● Assigned task:
Reproduce verbatim the span of the Haitian migration text that begins at the words "While Haiti was" and stops after "University in Edinburgh.".

● Extract to read:
Content starts
Eugene and his mom didn’t have a place to live. They gathered tents and sheets to create shelter on the ground in a clearing. Eugene lived in the makeshift tent city for two years.
Like Eugene, Haiti is still recovering from those seismic wounds 12 years ago. The disaster, which exacerbated the country’s political instability and poverty, has provoked waves of Haitian migration across the region.
Scores of Haitians, like Eugene, looked to the Americas for new opportunities. Two South American countries drew in determined Haitians over the next decade.
Ahead of hosting two major international sporting events, Brazil put Haitian migrants in the country to work in the early 2010s. These immigrant workers helped build new stadiums for the 2014 World Cup and the 2016 Olympics. Brazil reaped the benefits of affordable immigrant labor.
But those jobs dried up after those sporting events were over and unemployment in Brazil doubled in the latter half of the 2010s.
While Haiti was still reeling from the earthquake, another migration pattern emerged – Haitians (in Brazil and Haiti) began to move to a second South American country known for its strong economy, Chile.
In contrast to Haiti, the poorest country in the Americas, Chile in the 2010s had a growing international reputation for its vibrant economy in South America, attracting entrepreneurs, study-abroad students and foreign direct investment.
“Chile has been portraying this image of being a stable economic and also a stable political country,” said Marcia Vera Espinoza, an immigration researcher at Queen Margaret University in Edinburgh.
Vera Espinoza said “news travels fast” among migrants, and Chile – an isolated country wedged between the Andes mountains and thousands of miles of coastline – became an immigrant destination.
Eugene had read about Chile in school, but he hadn’t considered it as a place to live.
But in 2013, his mom was murdered while working at a small butcher shop. She had financially supported Eugene, who grew desperate after her death.
His cousin in Santiago knew how to help – he persuaded Eugene to join him in Chile.
Eugene didn’t speak much Spanish at the time, but he was running out of options. In 2015, his cousin bought his plane ticket and even welcomed him at the airport.
Even though he brought a coat, prepared for the cold Chilean winter, it still took Eugene off guard when he stepped out of the airport.
“The cold said to me, ‘welcome.’ It hit me in the stomach, and that’s when I realized that I’m not in my country anymore,” he said.
Chile was still relatively open to newcomers at the time. Vera Espinoza said Chilean business owners told her in 2015 they needed immigrants to fill jobs.
The country had fewer visa restrictions. Haitians who could afford a flight were eligible for an automatic tourist visa upon entry. Then, once they were in Chile, laws allowed them to apply for an employment-based visa, if they found work.
Haitians trickled into the country in the first half of 2010 this way – but after 2015, something changed.
From 2014 to 2019, the immigrant population grew rapidly from 410,000 to 1.5 million – in a country with just 19 million residents. Most of that growth was from Haitians and Venezuelans.
Content ends
● Listed entries:
Content starts
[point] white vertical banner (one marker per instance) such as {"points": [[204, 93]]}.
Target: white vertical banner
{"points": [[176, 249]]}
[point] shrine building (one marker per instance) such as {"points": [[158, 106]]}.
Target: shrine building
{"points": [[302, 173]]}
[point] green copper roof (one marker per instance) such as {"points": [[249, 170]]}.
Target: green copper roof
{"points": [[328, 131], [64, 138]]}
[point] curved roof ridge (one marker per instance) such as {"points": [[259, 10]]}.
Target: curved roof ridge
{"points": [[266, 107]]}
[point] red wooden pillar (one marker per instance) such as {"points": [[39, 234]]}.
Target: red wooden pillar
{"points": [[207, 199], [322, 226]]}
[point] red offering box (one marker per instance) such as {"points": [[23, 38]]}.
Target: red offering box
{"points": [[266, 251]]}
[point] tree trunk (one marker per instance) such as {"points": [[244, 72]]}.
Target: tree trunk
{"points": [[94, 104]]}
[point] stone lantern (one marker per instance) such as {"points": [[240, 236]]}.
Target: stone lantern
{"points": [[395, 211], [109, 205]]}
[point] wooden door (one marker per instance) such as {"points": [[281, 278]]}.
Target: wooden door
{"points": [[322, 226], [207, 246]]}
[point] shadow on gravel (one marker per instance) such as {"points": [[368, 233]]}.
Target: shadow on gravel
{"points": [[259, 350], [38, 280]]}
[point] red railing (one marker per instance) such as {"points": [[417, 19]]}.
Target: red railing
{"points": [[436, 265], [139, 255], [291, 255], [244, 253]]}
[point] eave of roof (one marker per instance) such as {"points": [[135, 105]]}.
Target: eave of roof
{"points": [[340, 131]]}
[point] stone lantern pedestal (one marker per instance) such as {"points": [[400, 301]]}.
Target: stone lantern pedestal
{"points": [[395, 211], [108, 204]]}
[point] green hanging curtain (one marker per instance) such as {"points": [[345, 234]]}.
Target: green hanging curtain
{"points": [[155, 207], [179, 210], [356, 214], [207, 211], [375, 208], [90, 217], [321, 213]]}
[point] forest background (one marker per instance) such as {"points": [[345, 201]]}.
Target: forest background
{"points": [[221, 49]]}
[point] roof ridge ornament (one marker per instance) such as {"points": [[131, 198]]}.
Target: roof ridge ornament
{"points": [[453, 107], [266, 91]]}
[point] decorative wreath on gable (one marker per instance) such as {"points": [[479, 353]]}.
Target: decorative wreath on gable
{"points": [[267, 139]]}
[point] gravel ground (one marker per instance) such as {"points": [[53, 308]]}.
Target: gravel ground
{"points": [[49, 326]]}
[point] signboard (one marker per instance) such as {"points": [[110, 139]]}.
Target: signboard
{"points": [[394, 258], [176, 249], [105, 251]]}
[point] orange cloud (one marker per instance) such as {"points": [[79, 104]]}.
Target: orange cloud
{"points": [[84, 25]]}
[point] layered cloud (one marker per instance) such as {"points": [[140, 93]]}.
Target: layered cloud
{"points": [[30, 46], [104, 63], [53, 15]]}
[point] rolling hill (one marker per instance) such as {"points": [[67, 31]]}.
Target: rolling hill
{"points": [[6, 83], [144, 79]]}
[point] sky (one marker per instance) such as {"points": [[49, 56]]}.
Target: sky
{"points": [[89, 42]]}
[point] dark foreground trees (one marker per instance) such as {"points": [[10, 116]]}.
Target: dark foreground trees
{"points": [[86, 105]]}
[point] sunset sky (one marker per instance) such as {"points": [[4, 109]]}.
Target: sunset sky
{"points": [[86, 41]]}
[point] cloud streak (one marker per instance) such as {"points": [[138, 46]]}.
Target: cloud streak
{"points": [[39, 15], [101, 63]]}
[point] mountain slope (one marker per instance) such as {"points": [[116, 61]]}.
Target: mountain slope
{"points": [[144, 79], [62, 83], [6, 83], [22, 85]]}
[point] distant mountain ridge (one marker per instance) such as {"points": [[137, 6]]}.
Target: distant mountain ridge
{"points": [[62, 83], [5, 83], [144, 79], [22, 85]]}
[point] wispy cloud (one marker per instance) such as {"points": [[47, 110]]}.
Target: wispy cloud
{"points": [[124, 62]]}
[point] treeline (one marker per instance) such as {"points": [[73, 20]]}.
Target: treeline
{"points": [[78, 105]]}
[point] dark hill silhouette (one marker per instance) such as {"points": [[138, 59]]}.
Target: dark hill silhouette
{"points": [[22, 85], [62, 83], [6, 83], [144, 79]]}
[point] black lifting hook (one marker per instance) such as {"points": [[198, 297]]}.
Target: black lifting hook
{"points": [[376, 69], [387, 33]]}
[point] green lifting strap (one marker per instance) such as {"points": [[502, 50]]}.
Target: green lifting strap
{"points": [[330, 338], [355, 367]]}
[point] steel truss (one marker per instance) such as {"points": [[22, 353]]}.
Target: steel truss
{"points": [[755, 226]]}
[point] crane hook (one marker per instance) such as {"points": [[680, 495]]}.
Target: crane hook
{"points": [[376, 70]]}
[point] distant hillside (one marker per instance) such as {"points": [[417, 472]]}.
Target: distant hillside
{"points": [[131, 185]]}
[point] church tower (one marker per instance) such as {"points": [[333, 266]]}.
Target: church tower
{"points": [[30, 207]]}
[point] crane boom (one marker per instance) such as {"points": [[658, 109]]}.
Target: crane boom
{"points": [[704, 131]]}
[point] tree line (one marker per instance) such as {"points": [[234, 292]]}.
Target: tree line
Content ends
● Reply to the task:
While Haiti was still reeling from the earthquake, another migration pattern emerged – Haitians (in Brazil and Haiti) began to move to a second South American country known for its strong economy, Chile.
In contrast to Haiti, the poorest country in the Americas, Chile in the 2010s had a growing international reputation for its vibrant economy in South America, attracting entrepreneurs, study-abroad students and foreign direct investment.
“Chile has been portraying this image of being a stable economic and also a stable political country,” said Marcia Vera Espinoza, an immigration researcher at Queen Margaret University in Edinburgh.